-- begin --

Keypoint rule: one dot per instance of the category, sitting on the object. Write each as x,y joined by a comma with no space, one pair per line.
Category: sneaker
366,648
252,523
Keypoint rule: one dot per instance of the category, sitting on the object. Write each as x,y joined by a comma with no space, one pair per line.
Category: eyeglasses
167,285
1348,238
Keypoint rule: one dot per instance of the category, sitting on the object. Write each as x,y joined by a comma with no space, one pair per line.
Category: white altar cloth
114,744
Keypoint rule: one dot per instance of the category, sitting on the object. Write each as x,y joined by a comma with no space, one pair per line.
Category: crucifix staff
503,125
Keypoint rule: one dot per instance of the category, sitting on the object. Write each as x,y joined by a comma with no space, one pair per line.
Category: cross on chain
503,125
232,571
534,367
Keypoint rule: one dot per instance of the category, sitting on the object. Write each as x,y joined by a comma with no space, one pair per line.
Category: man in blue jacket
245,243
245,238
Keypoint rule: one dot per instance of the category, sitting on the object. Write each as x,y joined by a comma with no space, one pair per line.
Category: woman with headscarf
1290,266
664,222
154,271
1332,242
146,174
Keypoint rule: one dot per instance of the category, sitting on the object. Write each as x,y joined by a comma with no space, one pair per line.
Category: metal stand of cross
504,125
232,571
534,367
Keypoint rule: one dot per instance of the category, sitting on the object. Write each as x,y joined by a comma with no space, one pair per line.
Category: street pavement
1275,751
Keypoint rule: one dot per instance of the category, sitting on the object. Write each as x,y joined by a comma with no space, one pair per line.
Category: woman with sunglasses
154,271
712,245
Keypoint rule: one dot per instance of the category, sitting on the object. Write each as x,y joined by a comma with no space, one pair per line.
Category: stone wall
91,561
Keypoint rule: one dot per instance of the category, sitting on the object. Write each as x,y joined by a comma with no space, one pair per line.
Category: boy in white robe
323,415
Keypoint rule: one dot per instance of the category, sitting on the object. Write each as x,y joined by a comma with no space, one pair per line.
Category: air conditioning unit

-- end --

STATED TASK: Print the listing above in its entirety, with every line exact.

TASK RESULT:
Keypoint rule: one dot per instance of the category, sitting on the object. Write each as x,y joined by a comma with no space, one pair per line.
Category: sneaker
366,648
252,523
Keypoint rule: one dot per instance of the category, sitting on the object. Write each as x,y joined by a comma with no space, one pair per line.
Category: eyeglasses
167,285
1348,238
Keypoint rule: one dot per instance of the category, sitting on the object. Write each as x,y joined by a comma with no space, one pair per line.
Category: white altar cloth
114,744
Keypoint rule: one dot per instance of the category, sitting on the object. Write each as x,y joined by a comma with no space, one pair per line.
Category: crucifix staff
503,125
Keypoint rule: one dot per instance of the category, sitting on the object. Write each as x,y joined by a comma with no space, one pair per line.
Category: cross on chain
503,125
232,571
534,367
Keypoint rule: one dot per instance of the category, sitting on the object. Write each as x,y joined by a comma with no space, one pair per line.
Category: man in blue jacket
245,243
245,238
Keypoint rule: one dot per instance of the category, sitting on the object. Write each as x,y joined by a comma with no space, one pair per line.
Category: woman with headscarf
1290,266
664,222
154,271
1332,242
146,174
Keypoint rule: one dot per instance of the category, sitting on the object. Write each as x,y joined by a comma with no space, one pair per line.
Category: metal stand of cross
504,125
232,571
534,367
Keypoint rule: one dot per instance of the category, sitting on the object. Write each as x,y joined by a comma with no space, one pair per line.
Category: street pavement
1275,751
Keypoint rule: one dot per instance of the category, sitting on the object. Write each as x,y joined by a comma with no space, one pair per line.
Category: woman with sunglasses
154,271
712,245
Keypoint rule: one dot per instance of the category, sitting on the object. Write each as x,y joined by a comma with no space, one pair per line.
Category: stone wall
91,561
Keypoint rule: one dot per instance of the category, sitting on the object. Write each as x,y joined by a comma with no space, one pair per line.
Category: boy in white robe
323,415
Keypoint rule: one dot per instance of the category, sitting on the object. Write each as x,y joined by a comma with no space, one pair per line.
Category: air conditioning unit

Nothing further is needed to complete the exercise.